* **Consegna 1**:
Nell'estratto, su quale idea le autorità avrebbero dovuto basare l'identità della Russia, invece che su quella della sua grandezza?
* **Consegna 2**:
Trascrivi dall'estratto il passo da "Il ritorno dell’homo" fino a "una situazione diversa?" compreso.

Il ritorno dell’homo sovieticus è stato inevitabile? Se la Russia avesse trovato un buon marito la prima volta, oggi si troverebbe in una situazione diversa?
«Può darsi, se per esempio Eltsin fosse stato più consapevole dell’importanza della narrazione (ma gli avevano insegnato che le condizioni materiali sono le più importanti). Il primo governo postsovietico, inconsciamente – giacché altre filosofie non c’erano – si era basato su questa premessa marxista. Se all’epoca le autorità si fossero concentrate sullo sviluppo di una narrazione critica sull’Urss, se avessero tentato di misurarsi con il terrore e di creare un’identità della Russia basata non sull’idea della sua grandezza ma della sua bontà, la storia sarebbe andata diversamente».

Magari la bontà si vende peggio.

* **Dati forniti**:
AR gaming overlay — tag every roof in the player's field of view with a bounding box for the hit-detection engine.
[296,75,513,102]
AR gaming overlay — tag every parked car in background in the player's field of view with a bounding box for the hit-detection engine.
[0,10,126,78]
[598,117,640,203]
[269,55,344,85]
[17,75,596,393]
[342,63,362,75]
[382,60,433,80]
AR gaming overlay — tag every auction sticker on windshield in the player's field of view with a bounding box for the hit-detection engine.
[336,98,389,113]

==

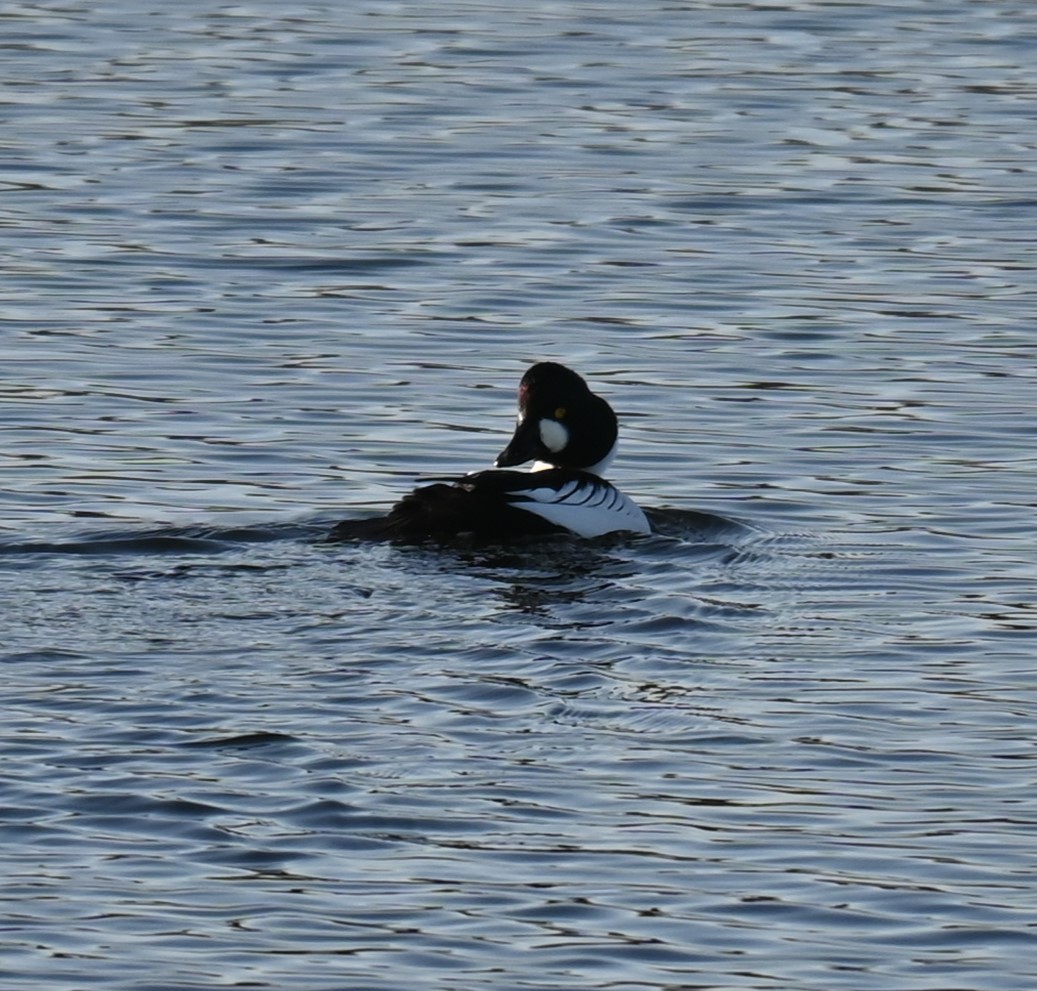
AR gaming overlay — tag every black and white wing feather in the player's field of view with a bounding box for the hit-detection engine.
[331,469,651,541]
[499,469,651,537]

* * *

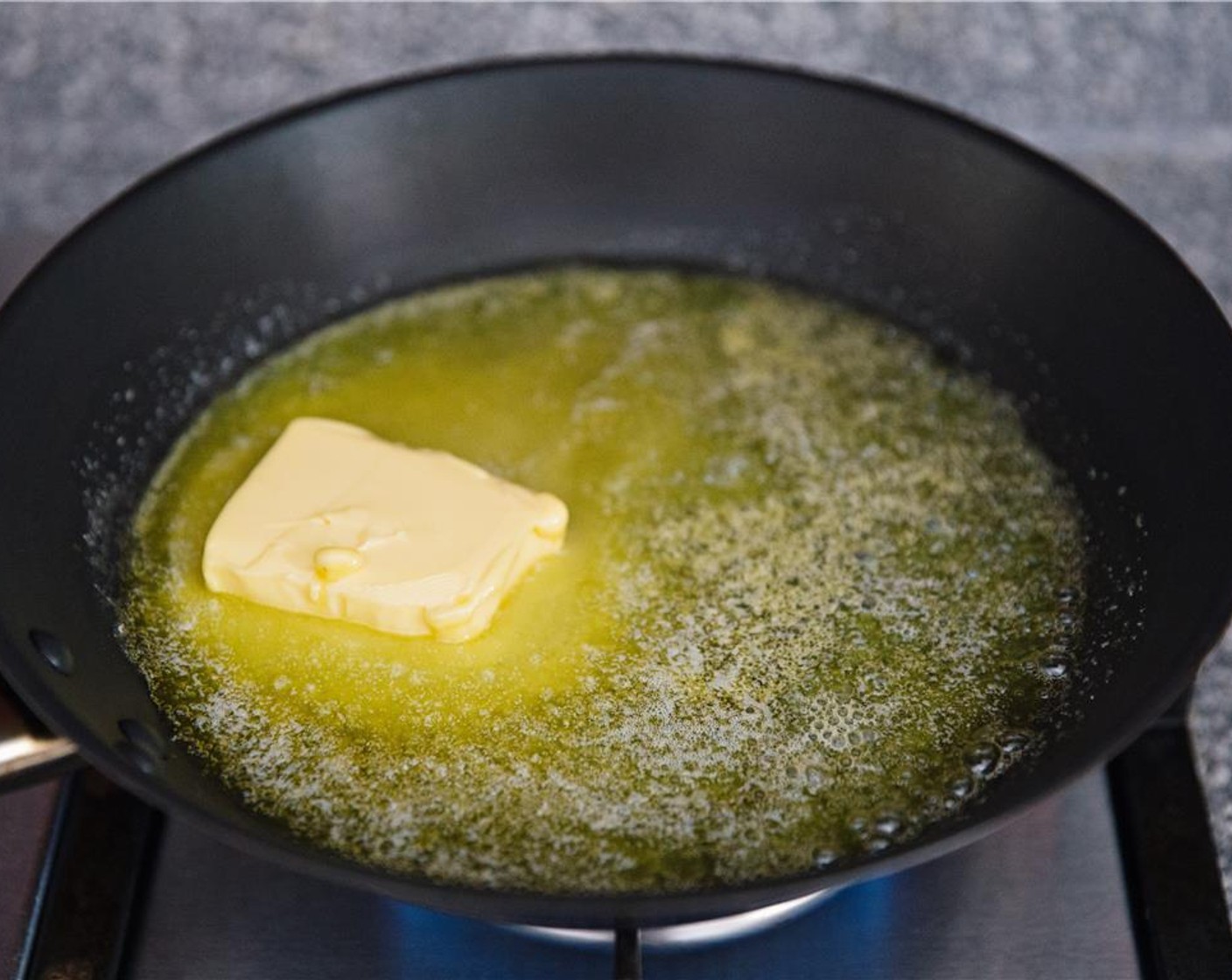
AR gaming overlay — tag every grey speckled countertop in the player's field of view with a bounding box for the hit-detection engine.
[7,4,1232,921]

* **Soluzione 1**:
Sull'idea della sua bontà.

* **Soluzione 2**:
Il ritorno dell’homo sovieticus è stato inevitabile? Se la Russia avesse trovato un buon marito la prima volta, oggi si troverebbe in una situazione diversa?